本文
カナダで観光学を学ぼうと思っている人のためのブログ

カナダの4年制大学(観光学部)を卒業しました。主に時事ネタを欧米視点の観光学の知識をベースにゆるーく語っていきます。

祖父の死から学んだ趣味とコミュニティの重要性

先日父方の祖父が他界しました。

 

祖父との思い出を思い返していたら色々気づきがあったので今回はそのことを書きます。

 

タイトルにあるように趣味とコミュニティの重要性についての記事なわけですが、観光学とどう関係するのか不思議に思う方もいることでしょう。僕が学んだ観光学は基本的にはマネジメントについてでしたが、それに関連してレクリエーションについても学びました。カナダで4年制の観光学部生は(各大学のカリキュラムによるとは思いますが)僕と同じようにレクリエーションについても学ぶと思います。そしてこのレクリエーションですが、なんと地域開発に大きな関わりがあるんです。

 

この記事を読んで観光学=旅行のみではないことと、趣味とコミュニティの重要性をふーんって感じてくれたらと思います。

 

*コミュニティ:コミュニティには地域コミュニティ(→自治体等)と社会的コミュニティ(→学校、会社、趣味など同じ属性を持つ人の集い)があります。

 

 

趣味の重要性

 

祖父との思い出でまず最初に思い浮かんだのは僕が小学生の時によく釣りに連れて行ってもらったことでした。祖父は遠洋漁業の漁師だったので船の操縦はもちろんのこと、(本業の漁法ではないですが)釣りの仕掛けの作り方も知っていたので夏休みにはよく釣りをしました。

 

いつも釣りをする桟橋には地元の人はもちろん、釣り好きの人が余所からやって来ることも珍しくはありませんでした。祖父は朝の散歩の帰りに釣り人達に今日はどう?何か釣れるかい?と話しかけ、情報収集をした後、釣れそうな魚にあった仕掛けを用意して釣りに連れて行ってくれました。

取り組む課題
上の、祖父との思い出から趣味とコミュニティの重要性を語るブログ記事を、最後の文に続けて書き進めなさい。

領域アノテーションの記録
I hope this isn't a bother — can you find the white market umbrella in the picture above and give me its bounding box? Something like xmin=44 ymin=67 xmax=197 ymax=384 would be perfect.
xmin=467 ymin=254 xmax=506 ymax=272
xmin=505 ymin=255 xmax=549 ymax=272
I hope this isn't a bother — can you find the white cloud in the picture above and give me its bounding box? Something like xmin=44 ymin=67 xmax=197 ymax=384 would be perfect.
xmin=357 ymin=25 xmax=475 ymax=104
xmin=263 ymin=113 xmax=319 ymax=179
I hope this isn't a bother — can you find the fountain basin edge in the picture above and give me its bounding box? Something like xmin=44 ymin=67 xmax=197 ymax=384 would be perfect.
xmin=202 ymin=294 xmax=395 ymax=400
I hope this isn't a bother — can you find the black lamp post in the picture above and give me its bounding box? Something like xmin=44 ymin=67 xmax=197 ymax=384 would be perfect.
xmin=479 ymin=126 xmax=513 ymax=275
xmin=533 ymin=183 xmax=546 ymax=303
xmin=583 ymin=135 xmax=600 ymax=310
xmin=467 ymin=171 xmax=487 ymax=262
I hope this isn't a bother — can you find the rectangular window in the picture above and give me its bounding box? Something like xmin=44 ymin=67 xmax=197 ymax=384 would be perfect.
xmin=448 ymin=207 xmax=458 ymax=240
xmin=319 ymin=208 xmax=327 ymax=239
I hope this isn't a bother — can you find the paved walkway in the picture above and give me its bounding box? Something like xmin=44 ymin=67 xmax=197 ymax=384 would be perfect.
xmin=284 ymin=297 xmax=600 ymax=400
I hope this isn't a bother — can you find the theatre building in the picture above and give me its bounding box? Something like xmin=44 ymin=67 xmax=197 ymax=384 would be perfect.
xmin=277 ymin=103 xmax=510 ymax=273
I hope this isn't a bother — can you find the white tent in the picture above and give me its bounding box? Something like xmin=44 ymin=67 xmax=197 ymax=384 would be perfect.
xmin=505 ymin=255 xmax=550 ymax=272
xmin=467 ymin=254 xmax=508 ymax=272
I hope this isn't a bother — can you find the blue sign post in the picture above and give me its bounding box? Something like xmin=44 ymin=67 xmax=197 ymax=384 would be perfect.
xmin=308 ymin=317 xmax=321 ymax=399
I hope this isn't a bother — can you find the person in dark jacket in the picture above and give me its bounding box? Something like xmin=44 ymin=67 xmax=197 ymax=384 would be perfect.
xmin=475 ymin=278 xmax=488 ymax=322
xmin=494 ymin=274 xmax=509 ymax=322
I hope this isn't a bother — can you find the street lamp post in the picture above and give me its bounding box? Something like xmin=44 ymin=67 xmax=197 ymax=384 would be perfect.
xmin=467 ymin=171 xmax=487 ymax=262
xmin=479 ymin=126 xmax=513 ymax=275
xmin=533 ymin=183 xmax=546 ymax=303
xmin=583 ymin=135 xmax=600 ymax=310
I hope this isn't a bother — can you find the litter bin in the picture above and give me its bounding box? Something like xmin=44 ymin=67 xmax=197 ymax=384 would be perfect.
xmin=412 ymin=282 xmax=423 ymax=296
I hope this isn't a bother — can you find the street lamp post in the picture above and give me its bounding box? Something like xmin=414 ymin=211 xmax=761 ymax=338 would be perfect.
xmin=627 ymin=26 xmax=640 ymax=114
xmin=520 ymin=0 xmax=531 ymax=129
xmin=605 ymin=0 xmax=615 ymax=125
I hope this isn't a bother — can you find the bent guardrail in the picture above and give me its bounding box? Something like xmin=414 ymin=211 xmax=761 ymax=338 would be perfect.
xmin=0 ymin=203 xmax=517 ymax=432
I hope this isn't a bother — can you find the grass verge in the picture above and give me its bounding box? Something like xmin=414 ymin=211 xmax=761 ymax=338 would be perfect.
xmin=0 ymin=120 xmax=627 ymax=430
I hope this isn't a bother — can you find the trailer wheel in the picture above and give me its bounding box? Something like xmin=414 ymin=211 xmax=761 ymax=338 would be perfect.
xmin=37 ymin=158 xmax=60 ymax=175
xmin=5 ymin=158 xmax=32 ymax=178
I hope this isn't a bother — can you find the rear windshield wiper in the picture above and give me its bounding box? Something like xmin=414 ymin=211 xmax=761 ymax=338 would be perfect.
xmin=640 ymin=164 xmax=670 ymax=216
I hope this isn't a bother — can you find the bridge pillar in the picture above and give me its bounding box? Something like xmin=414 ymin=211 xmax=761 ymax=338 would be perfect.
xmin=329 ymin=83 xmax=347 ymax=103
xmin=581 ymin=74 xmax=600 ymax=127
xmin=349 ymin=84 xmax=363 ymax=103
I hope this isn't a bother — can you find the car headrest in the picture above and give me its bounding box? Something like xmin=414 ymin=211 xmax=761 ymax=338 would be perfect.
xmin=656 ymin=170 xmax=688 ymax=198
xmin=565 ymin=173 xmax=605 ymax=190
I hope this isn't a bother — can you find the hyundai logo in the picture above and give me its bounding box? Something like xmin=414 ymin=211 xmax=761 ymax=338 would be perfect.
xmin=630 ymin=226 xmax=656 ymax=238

解答
ここで今の自分の自由時間の使い方を考えるとほとんどがYoutubeやNetflixの視聴などの与えられたコンテンツを消費している(→受け身な自由時間の使い方をしている)ことを再確認しました。言い換えると、釣りを含む能動的な自由時間の使い方をしていないなーと思ったわけです。

 

もちろん動画を見ることが100%悪いとは言いません。ゆっくりする時間も必要です。能動的な趣味のなにがいいかと言うと、ノウハウを自分から発信しやすくなる(→好きなことを仕事にできる可能性UP)のと、趣味のコミュニティに所属する(→同じ趣味の仲間が増える)ことです。

 

コミュニティに所属するという点では受動的な趣味をしていても可能です(好きなYoutuberのファンコミュニティに所属する等)が、自分から発信するものがないのではないかと思います。

 

なぜここまで自分から何か発信することの重要性を繰り返しているかというと、(ホリエモンじゃないですが)今後は遊び(趣味)が仕事になりやすい時代がくると個人的に信じているからです。

 

AIがどうとかそういった話もありますが、個人的には消費者の嗜好が多様化している今、ニッチな需要に対応するにはそのカテゴリのオタクが作成した内容の濃いコンテンツが必要だと思っています。釣りを例にして考えると、釣り船の案内役をした時に船の操縦とマニュアルの案内ができる人よりはその2つはもちろんのこと、釣れる魚の種類や釣り具についての知識が豊富な方がお客さんとの会話も盛り上がりますし、満足度も高くなるわけです。

 

コミュニティの重要性

 

地域コミュニティでも社会的コミュニティでも何らかのコミュニティに属していて尚且つそのメンバーと良好な関係を築くことで得られる一番メリットは健康状態が維持しやすくなることです。人は他人とコミュニケーションを頻繁にとらないと心身共に不健康になっていくことが研究で明らかになっています。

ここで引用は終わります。